• SOURCE EXTRACT:
:::::
Then why do you keep saying it isn't true? Now you say it is. Jeez.
Whether it was intended to allow him to rebuild his weapons programs or just the result of paranoia on his part, it is still suspicious behavior.
This would be a stronger point if we were blameless. But we put CIA agents in the inspection teams, we targeted buildings that had no WMD value, and then during Desert Fox we bombed a bunch of those same buildings. We corrupted the inspections process and are at least as culpable for its failure as Saddam.
What they got was a re-printing of a disclosure previously given them. Iraq did nothing to address the concerns of the UN which had compelled them to ask for full disclosure.
No, it was a 10,000 page document that contained a lot of old stuff and some new stuff. And what about what Hans Blix reported? It doesn't sound sound like the Iraqis were doing nothing.
Does this mean that Bush is a war-mongering irresponsible president? Probably not.
No, what makes Bush a war-mongering, irresponsible president is that he misled us into war. He used intelligence that everyone should have known was wrong or at least questionable (Chalabi did not have our best interests at heart), giving a huge weight to anything that fit into his world picture (anti-Saddam) and virtually ignoring anything that didn't. He threatened us with nuclear mushroom clouds and terrorist chemical attacks. He tried to tie Iraq to Al Qaeda when there was no connection there. He had no idea what he was getting into. And he pulled troops out of Afghanistan for a two-bit despot who wasn't even on the list of major threats the United States. That is why he is a war-mongering, irresponsible president.
:::::
• INFORMATION SHOWN:
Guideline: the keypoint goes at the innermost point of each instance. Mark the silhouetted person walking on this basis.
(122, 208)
:::::
• STATED GOAL 1:
In the Iraq debate text, how many pages long was the document that one writer says held both old and new material?
• STATED GOAL 2:
Repeat the part of the Iraq debate text between "Whether it was" and "failure as Saddam.", inclusive.

• WRITTEN RESPONSE 1:
10,000 pages

• WRITTEN RESPONSE 2:
Whether it was intended to allow him to rebuild his weapons programs or just the result of paranoia on his part, it is still suspicious behavior.
This would be a stronger point if we were blameless. But we put CIA agents in the inspection teams, we targeted buildings that had no WMD value, and then during Desert Fox we bombed a bunch of those same buildings. We corrupted the inspections process and are at least as culpable for its failure as Saddam.